--- The request ---
Could you copy out every line of the data below, word for word and in the same order, without changing anything?

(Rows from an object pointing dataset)
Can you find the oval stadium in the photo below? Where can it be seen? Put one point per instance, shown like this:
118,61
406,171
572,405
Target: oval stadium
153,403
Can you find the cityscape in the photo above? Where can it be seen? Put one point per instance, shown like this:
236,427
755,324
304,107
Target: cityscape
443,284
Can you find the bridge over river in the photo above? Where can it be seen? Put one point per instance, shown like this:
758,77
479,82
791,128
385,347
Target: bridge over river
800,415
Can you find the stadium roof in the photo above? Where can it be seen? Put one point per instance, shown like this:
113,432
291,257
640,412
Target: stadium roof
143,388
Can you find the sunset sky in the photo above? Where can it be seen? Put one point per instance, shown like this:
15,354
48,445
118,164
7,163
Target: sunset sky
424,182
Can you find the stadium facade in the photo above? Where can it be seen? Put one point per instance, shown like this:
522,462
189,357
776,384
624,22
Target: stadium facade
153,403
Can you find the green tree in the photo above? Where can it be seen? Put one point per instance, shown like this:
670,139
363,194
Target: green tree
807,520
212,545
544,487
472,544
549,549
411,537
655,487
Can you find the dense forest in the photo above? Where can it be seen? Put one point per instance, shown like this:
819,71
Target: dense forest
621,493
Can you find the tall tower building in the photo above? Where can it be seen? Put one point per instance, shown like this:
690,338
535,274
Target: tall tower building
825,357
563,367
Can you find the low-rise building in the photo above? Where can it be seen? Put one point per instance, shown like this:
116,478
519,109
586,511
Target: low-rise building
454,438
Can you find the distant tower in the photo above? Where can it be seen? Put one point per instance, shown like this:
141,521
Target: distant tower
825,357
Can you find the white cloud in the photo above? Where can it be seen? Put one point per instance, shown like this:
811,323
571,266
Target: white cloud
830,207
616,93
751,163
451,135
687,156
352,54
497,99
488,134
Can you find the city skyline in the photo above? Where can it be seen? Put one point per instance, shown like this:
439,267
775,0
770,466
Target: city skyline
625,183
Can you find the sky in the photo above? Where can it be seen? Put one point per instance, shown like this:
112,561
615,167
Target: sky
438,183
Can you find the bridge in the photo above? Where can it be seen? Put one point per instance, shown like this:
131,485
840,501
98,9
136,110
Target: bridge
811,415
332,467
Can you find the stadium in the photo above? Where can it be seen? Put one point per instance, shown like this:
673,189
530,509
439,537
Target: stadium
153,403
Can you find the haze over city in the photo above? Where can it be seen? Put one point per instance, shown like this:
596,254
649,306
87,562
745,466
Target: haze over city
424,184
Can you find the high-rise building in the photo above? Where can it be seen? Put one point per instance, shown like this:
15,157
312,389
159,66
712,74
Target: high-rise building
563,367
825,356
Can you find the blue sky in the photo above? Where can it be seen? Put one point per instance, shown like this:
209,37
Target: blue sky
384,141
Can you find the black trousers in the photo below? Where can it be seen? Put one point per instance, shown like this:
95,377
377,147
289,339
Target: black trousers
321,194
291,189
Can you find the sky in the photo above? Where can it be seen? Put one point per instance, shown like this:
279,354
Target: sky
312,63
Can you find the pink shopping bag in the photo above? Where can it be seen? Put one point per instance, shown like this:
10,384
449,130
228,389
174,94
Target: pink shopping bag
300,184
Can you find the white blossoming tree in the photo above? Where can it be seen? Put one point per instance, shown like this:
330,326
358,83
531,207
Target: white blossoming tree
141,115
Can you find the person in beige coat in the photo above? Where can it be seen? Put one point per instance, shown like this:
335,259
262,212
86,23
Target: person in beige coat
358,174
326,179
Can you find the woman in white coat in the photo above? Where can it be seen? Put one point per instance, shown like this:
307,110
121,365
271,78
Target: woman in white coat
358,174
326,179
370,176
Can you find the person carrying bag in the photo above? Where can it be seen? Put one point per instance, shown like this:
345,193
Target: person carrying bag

--- Task result ---
Can you find the oval stadium in the photo below? Where can it be seen? Put one point per instance, shown like this:
118,61
406,171
572,405
Target: oval stadium
153,403
Can you find the cityscape in the photo above? Where can it be seen? Put one point per instance, shown like this:
236,427
755,324
304,107
Target: cityscape
443,284
Can you find the bridge over river in the photo above? Where can it be seen? Put one point per instance, shown like this:
758,77
479,82
791,128
385,347
Target: bridge over river
800,415
Can you find the stadium roof in the photo above? Where can it be seen? Put one point per instance, shown like this:
113,432
291,257
640,412
Target: stadium roof
143,388
Can you find the sunset sky in the photo above? Where can it be seen? Put one point per instance, shown like this:
15,354
48,445
118,164
7,163
Target: sunset sky
424,182
Can you find the stadium facade in the photo above? Where can it be seen? Put one point per instance, shown like this:
522,462
189,357
776,384
624,22
Target: stadium facade
153,403
Can you find the green tree in the photo above? Where can it be seen? Put one point per instance, shown like this:
670,139
363,194
Target: green tree
807,520
212,545
544,487
472,544
549,549
411,537
655,487
Can you find the dense forest in the photo above? Where can it be seen? Put one point per instance, shown like this:
819,71
Target: dense forest
621,493
Can you find the tall tower building in the photo above? Where can it be seen? Put one point per instance, shown like this:
690,338
535,274
Target: tall tower building
825,357
563,367
Can you find the low-rise building in the photo above? Where can it be seen? Put one point per instance, shown like this:
116,478
519,109
586,511
Target: low-rise building
454,438
Can you find the distant tower in the photo above? Where can it be seen? Put one point per instance, shown like this:
141,521
Target: distant tower
825,357
Can you find the white cloud in the photo above? Where can it be seen? Put one point per instance, shown like this:
811,323
571,266
Target: white cloud
830,207
616,93
751,163
451,135
687,156
352,54
497,99
488,134
Can you find the city skyline in the photo above? Where can it be seen? Put one point per instance, shown like this:
439,267
775,0
770,466
Target: city skyline
625,183
Can you find the sky in the photo above? Where can it be seen? Put one point per instance, shown like this:
112,561
615,167
Target: sky
438,183
Can you find the bridge in the photo above? Where can it be seen? Put one point per instance, shown like this:
131,485
840,501
98,9
136,110
Target: bridge
811,415
332,467
Can you find the stadium in the photo above? Where can it be seen? Put one point per instance, shown like this:
673,189
530,509
439,537
Target: stadium
153,403
Can you find the haze over city in the photo above? Where can it be seen? Put one point per instance, shown like this:
596,254
649,306
87,562
745,466
Target: haze over city
424,184
Can you find the high-rise building in the photo above? Where can it be seen? Put one point per instance, shown like this:
15,157
312,389
159,66
712,74
Target: high-rise building
563,367
825,356
Can you find the blue sky in the photo above? Where can it be seen? Put one point per instance, shown like this:
209,37
Target: blue sky
384,141
Can you find the black trousers in the photo below? Where can it be seen? Put one point per instance, shown like this:
95,377
377,147
289,339
Target: black trousers
321,194
291,189
Can you find the sky in the photo above? Where can it be seen? Put one point per instance, shown like this:
279,354
Target: sky
312,63
Can you find the pink shopping bag in the photo above? Where can it be seen? Put one point per instance, shown like this:
10,384
449,130
228,389
174,94
Target: pink shopping bag
300,184
Can you find the white blossoming tree in the photo above? Where can it be seen? Put one point per instance, shown like this:
330,326
358,83
531,207
Target: white blossoming tree
141,115
Can you find the person in beige coat in the photo above? Where can it be seen? Put one point per instance, shown like this:
335,259
262,212
86,23
Target: person in beige coat
358,174
326,179
Can you find the woman in white coat in the photo above? Where can it be seen? Put one point per instance, shown like this:
307,110
121,365
271,78
Target: woman in white coat
358,174
326,179
370,176
Can you find the person carrying bag in the photo above? Where can it be seen? Put one point per instance, shown like this:
345,193
Target: person carrying bag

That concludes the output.